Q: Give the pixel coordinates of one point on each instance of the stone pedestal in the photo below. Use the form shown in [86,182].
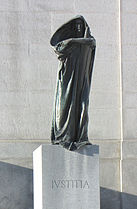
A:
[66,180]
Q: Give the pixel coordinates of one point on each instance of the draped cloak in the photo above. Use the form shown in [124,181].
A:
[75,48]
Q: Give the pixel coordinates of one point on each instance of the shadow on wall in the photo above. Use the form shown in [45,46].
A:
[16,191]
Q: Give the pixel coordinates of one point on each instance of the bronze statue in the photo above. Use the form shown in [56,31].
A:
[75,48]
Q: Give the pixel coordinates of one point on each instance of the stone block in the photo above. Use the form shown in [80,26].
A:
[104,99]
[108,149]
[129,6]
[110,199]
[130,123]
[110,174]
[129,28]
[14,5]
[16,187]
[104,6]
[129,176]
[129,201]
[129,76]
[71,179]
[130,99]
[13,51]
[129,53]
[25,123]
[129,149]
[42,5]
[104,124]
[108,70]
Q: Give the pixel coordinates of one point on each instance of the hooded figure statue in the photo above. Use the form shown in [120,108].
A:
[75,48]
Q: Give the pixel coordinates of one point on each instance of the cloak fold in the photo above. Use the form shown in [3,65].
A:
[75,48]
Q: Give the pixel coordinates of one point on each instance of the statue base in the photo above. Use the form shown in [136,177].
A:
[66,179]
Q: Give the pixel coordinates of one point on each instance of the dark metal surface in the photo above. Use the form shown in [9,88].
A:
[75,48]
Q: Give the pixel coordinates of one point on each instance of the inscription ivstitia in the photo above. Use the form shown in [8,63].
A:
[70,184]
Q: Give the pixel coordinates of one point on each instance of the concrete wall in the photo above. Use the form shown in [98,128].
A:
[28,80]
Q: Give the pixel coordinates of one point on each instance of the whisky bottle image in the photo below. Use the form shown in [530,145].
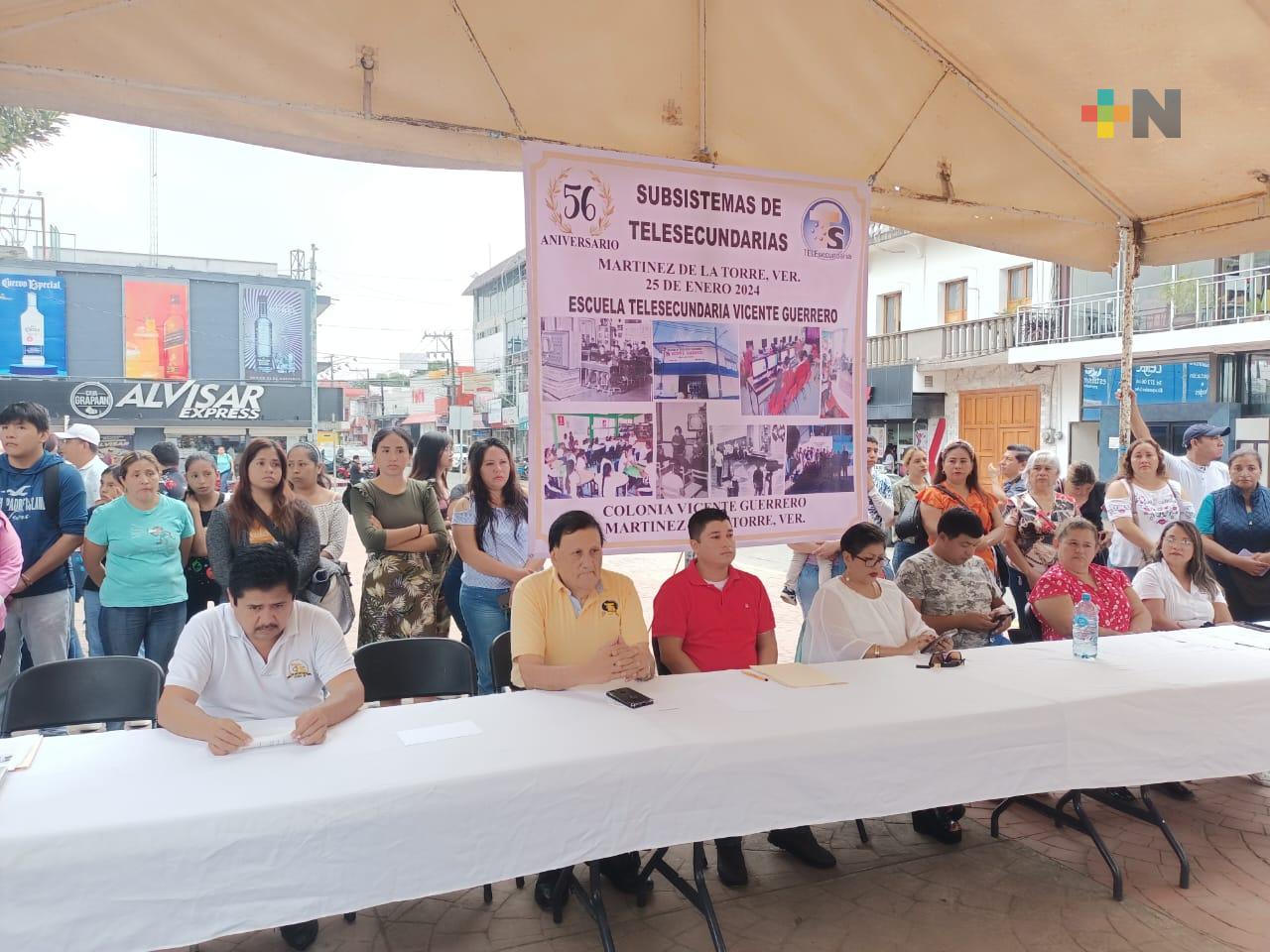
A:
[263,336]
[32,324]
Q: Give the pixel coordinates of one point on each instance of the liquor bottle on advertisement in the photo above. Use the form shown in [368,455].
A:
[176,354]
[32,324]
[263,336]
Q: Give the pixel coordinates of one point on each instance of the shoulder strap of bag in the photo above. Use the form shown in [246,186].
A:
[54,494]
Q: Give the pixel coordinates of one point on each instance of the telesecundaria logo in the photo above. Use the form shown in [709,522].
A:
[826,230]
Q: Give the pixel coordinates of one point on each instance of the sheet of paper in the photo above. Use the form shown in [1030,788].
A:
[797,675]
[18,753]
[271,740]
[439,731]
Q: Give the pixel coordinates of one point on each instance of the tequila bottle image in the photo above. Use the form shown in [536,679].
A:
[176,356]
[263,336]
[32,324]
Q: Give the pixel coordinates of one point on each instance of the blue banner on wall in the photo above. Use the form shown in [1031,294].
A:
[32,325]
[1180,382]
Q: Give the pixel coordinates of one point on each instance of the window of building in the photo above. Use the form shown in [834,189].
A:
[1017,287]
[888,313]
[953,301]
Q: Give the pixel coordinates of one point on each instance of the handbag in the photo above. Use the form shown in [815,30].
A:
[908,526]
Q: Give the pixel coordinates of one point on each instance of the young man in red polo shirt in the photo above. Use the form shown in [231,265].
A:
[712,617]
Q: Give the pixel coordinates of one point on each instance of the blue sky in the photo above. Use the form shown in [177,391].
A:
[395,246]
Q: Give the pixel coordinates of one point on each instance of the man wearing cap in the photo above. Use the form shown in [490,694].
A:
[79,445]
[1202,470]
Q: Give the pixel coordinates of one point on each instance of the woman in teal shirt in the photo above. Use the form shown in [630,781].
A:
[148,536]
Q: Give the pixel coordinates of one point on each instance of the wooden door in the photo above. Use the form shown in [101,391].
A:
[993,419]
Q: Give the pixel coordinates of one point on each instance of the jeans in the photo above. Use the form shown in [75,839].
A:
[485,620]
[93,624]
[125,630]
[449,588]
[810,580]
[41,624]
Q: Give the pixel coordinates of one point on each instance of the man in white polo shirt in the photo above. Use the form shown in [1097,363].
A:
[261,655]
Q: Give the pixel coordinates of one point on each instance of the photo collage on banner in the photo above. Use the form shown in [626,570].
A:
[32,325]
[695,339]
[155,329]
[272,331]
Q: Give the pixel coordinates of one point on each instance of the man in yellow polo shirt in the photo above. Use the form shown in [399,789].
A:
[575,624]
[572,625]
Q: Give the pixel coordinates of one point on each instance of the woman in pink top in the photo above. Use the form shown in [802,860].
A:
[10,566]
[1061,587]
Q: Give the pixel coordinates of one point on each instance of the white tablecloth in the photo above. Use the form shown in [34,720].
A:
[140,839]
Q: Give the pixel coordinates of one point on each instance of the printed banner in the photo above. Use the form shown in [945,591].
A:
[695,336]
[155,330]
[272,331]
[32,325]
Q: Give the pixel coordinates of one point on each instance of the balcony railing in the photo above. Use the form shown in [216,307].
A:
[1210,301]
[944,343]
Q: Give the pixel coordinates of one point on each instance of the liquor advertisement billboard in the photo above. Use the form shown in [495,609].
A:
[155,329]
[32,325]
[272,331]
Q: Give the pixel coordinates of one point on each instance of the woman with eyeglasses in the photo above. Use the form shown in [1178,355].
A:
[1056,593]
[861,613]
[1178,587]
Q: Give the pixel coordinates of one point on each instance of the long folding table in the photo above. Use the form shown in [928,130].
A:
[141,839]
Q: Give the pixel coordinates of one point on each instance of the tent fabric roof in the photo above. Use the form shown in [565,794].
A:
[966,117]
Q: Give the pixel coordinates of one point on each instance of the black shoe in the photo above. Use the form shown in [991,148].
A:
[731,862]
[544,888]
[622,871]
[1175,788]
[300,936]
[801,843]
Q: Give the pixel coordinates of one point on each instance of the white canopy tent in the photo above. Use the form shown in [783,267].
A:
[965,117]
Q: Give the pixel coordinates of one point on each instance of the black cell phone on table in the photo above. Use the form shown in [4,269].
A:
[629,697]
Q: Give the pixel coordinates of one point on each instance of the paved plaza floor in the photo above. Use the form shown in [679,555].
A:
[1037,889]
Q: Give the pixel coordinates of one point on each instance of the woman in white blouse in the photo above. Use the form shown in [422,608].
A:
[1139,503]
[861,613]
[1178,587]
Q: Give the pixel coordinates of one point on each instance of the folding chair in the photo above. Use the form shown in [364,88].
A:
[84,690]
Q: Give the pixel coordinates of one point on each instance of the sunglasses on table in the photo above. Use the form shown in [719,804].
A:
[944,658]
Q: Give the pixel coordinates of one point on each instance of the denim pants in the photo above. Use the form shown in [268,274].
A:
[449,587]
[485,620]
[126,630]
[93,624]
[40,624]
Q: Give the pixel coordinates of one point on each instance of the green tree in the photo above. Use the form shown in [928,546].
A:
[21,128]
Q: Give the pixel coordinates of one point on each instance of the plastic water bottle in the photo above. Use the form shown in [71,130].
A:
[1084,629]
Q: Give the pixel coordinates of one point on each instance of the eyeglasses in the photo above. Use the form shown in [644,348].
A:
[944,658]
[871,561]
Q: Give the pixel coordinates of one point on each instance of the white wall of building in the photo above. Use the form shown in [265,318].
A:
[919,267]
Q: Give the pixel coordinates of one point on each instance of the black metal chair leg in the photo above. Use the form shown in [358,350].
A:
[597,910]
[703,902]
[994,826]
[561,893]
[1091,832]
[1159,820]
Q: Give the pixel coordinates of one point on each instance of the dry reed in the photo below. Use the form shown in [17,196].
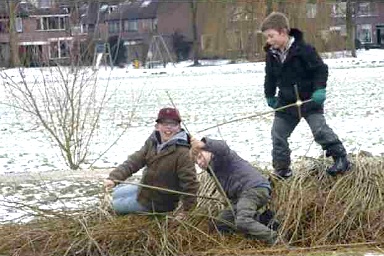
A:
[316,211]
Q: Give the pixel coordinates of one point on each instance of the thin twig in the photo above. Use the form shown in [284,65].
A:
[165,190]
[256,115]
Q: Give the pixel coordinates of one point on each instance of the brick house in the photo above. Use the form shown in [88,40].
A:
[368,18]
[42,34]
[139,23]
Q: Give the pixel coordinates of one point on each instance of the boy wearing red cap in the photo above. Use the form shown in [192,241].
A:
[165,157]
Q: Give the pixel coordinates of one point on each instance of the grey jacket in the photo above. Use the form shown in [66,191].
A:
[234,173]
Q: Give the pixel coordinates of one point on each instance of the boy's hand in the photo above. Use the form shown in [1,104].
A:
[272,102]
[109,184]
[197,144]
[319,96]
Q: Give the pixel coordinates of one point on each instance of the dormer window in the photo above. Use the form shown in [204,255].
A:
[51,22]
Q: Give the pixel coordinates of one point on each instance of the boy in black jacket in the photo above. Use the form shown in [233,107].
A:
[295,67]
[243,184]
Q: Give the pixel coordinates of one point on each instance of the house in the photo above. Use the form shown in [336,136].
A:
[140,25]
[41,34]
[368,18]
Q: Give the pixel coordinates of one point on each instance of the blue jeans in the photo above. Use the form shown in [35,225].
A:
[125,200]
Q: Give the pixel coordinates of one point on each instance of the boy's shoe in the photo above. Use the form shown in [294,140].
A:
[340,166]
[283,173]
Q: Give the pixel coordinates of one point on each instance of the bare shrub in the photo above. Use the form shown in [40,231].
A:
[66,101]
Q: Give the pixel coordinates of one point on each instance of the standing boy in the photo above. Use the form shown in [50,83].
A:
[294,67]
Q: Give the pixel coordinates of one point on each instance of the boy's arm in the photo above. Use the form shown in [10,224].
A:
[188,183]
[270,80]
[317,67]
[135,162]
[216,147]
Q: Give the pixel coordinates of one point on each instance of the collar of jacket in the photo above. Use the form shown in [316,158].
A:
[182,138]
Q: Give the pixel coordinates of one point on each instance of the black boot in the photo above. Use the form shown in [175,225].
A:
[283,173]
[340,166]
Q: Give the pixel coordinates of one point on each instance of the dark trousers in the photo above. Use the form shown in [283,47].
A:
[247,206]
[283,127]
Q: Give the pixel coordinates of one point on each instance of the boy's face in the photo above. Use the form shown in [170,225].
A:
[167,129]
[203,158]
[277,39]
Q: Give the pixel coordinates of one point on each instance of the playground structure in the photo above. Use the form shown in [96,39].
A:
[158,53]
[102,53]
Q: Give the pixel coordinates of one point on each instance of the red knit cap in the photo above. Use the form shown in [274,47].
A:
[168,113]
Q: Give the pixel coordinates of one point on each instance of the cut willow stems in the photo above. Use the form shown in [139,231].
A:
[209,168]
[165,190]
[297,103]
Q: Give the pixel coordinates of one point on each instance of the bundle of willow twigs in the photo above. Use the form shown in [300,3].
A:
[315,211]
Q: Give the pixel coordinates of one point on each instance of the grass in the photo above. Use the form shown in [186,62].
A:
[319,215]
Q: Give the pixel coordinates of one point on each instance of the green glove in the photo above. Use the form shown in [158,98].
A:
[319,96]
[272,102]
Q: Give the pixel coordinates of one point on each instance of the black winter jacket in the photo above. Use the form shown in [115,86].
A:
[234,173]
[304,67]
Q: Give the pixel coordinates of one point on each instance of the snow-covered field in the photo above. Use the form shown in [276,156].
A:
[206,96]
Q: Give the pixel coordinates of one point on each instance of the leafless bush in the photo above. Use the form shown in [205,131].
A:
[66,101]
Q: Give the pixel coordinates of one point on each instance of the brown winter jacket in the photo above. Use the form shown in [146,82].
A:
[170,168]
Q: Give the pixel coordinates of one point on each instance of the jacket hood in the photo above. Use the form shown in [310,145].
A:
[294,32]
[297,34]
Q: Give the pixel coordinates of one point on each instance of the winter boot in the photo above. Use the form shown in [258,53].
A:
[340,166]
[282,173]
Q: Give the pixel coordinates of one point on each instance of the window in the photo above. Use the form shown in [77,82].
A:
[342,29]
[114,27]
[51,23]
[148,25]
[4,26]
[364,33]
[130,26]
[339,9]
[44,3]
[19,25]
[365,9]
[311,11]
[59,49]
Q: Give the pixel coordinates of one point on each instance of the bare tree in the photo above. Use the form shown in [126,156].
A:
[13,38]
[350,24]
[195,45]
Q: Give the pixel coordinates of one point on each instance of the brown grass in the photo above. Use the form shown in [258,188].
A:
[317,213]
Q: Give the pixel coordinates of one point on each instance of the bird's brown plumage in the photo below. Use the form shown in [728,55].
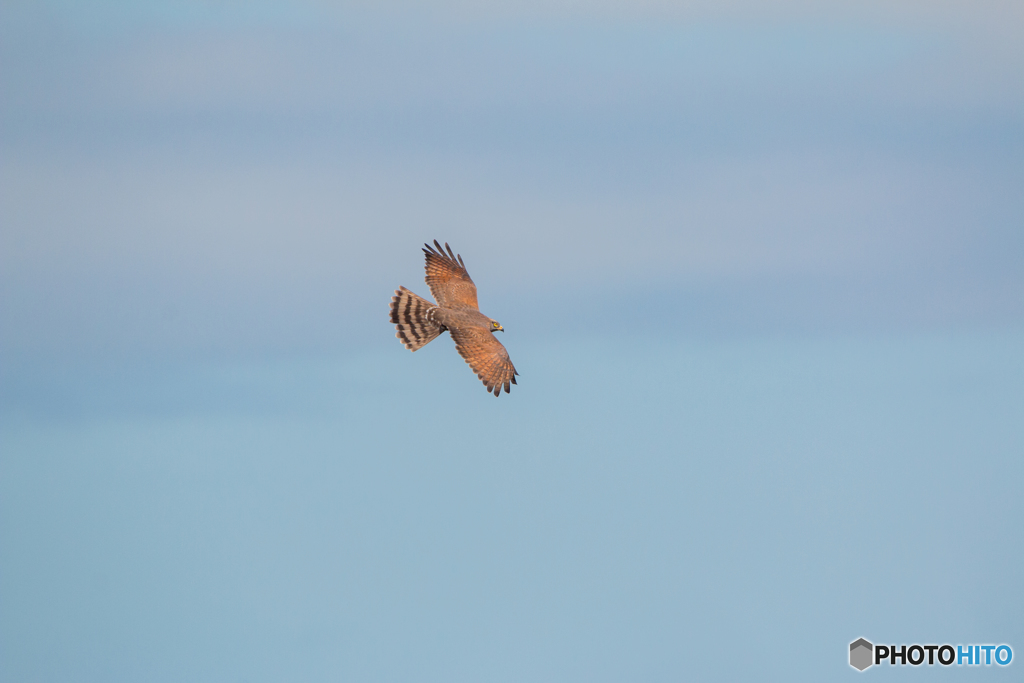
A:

######

Objective. Print the lines from the one that contains "shown in [115,86]." through the last line of the data, exactly and in full, and no other lines. Pictures are not part of the copy.

Answer.
Q: Give the pixel coordinates of one point on each instance of the black winter jacket in the photo above. Use the form shown in [115,86].
A:
[234,173]
[304,67]
Q: Give the pixel coordinates of one point on each instance of the snow-covered field in the photo above. Use the form shown in [276,156].
A:
[206,96]
Q: Give the pixel coordinates of one point on each instance of the leafless bush in the photo above. Use the form shown in [205,131].
A:
[66,101]
Q: Give the pixel coordinates of one point on each instance of the brown winter jacket in the photo above. Use the form shown in [146,82].
A:
[170,168]
Q: Give the pixel coordinates of one point on each instance of the jacket hood in the photo above. Use the form shown in [310,145].
A:
[294,32]
[297,34]
Q: Give the pixel coordinates of one point on each instance of the winter boot in the photo above. Use the form shown in [258,53].
A:
[340,166]
[282,173]
Q: Give the pixel coordinates of one point on each instance of the window in the photo above. Use the form shown in [77,82].
A:
[342,29]
[114,27]
[51,23]
[148,25]
[4,26]
[364,33]
[130,26]
[339,9]
[44,3]
[19,25]
[365,9]
[311,11]
[59,49]
Q: Give the pixel coordinates of one point on each instance of the bare tree in the photo above. Use the form shown in [126,156].
A:
[13,38]
[350,24]
[195,45]
Q: Give the pixel coordinates of one point on each instance of the brown grass in the photo above. Use the form shown in [258,188].
A:
[317,213]
Q: Give the pixel coordinates of one point on each instance of the bird's brown plumage in the photo below. Use the form shown in [728,55].
A:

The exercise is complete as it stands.